**What the exercise asks:** Please retype the stretch of lines from the start below through the line containing "[[225, 136, 246, 166]]", both ends included. Omit the pictures.

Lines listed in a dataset
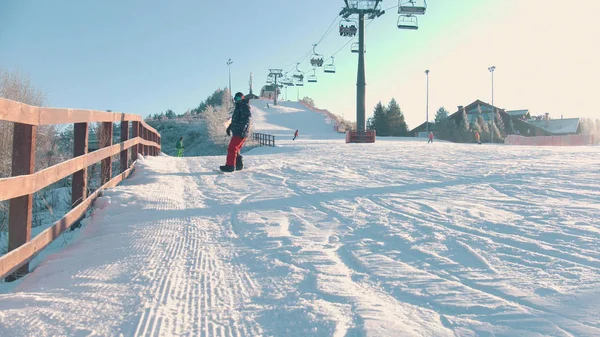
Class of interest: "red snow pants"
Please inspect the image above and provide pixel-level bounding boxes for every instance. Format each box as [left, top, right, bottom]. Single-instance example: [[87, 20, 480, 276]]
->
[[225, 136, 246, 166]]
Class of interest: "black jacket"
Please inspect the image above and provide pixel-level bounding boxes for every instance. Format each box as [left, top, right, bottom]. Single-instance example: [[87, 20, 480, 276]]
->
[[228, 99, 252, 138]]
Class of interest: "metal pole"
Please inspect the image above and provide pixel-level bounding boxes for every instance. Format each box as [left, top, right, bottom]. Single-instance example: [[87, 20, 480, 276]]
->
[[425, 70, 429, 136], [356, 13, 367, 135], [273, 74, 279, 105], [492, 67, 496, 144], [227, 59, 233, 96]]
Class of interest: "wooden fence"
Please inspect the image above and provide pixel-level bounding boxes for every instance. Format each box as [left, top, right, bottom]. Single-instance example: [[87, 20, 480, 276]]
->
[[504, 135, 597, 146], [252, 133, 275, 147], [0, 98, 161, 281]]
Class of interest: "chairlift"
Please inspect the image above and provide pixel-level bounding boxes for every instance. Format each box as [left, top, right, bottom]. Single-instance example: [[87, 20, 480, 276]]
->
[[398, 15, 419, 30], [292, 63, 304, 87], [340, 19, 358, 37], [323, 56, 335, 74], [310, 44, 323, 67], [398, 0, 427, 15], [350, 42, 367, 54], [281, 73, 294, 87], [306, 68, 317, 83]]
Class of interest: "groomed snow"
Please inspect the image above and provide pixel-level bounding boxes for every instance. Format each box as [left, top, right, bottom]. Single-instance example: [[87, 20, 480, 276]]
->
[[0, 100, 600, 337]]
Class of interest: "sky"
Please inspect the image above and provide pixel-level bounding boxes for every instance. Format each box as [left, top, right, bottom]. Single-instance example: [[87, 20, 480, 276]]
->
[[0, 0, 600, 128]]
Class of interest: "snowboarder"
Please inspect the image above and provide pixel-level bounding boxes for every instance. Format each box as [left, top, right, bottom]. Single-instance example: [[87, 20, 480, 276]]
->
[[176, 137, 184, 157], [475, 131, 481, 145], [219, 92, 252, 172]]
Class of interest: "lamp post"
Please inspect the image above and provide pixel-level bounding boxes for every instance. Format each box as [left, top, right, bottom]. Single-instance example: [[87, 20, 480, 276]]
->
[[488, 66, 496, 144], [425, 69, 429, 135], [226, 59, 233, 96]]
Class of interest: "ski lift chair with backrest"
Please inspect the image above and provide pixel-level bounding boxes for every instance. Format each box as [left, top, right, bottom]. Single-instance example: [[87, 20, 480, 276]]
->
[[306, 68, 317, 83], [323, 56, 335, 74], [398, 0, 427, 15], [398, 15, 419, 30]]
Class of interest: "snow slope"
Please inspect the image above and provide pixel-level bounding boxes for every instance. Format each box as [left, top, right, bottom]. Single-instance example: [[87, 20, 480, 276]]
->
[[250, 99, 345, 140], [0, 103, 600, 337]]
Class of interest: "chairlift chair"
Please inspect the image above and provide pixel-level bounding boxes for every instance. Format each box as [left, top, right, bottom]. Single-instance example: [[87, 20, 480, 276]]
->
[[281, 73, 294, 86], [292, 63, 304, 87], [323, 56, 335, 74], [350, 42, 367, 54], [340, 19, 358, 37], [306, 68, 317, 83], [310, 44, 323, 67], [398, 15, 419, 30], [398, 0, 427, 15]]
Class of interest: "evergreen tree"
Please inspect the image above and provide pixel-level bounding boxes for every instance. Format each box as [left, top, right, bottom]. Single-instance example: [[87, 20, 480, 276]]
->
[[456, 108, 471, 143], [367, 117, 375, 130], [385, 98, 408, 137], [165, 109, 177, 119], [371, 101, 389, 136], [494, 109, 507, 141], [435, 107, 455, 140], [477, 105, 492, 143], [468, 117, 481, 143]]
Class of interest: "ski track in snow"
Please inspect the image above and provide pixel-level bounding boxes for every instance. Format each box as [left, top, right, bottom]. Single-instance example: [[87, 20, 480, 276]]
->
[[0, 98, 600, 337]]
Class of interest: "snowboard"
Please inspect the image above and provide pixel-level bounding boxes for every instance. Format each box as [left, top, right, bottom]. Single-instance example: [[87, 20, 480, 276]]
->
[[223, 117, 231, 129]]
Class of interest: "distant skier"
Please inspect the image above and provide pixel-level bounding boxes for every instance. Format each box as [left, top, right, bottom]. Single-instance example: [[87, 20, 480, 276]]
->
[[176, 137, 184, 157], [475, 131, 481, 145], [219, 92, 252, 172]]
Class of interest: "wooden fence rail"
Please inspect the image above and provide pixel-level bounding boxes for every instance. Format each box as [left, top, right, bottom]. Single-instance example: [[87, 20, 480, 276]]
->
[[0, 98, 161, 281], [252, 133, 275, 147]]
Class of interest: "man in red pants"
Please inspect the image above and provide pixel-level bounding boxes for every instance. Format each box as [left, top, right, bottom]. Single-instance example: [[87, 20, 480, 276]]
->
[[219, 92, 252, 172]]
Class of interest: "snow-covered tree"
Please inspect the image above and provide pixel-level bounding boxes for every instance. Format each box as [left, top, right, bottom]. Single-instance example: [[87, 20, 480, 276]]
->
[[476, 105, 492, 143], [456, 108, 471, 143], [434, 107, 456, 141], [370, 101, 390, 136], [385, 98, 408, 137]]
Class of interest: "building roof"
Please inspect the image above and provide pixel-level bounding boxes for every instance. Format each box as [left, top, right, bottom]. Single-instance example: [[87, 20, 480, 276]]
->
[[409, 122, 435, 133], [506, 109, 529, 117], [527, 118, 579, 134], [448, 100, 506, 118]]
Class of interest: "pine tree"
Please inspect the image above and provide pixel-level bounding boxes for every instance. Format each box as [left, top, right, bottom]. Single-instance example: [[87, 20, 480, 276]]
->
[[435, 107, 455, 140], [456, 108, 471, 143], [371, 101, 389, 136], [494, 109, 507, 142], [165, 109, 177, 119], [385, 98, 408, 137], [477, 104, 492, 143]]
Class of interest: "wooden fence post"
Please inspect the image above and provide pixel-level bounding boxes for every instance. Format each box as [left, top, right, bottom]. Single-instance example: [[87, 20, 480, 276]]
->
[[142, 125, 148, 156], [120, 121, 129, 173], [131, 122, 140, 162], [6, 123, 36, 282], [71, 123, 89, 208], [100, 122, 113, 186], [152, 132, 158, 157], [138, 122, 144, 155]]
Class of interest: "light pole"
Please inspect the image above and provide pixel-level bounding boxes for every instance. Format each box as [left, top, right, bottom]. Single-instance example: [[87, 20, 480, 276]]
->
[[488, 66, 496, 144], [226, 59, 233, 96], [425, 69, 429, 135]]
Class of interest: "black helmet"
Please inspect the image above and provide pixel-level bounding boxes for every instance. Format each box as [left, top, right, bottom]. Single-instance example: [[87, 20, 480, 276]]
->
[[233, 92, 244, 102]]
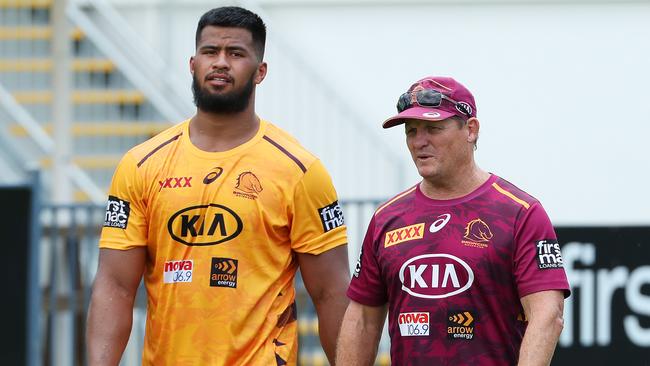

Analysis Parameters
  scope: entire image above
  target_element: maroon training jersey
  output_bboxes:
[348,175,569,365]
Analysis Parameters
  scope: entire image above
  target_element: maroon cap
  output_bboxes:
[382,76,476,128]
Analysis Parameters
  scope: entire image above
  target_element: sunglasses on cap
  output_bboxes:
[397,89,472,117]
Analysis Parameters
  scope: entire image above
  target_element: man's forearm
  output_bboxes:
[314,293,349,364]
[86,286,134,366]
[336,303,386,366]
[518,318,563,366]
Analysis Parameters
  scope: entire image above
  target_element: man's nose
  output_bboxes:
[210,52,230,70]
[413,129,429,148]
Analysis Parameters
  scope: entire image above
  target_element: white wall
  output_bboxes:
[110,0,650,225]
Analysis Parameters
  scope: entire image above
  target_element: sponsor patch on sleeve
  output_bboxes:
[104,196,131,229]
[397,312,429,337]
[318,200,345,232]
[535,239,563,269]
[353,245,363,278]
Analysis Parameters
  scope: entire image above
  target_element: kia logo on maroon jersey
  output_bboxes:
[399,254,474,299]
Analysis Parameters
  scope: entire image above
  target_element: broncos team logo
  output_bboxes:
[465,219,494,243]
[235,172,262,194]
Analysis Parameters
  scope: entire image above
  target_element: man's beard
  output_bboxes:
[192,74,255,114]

**Answer to this task:**
Class of interest: "red snow pants"
Please inspect the image above and provide pixel-level bounding boxes for every instance. Format each box as [left, top, right, bottom]. Single-instance example: [[87, 20, 480, 276]]
->
[[225, 136, 246, 166]]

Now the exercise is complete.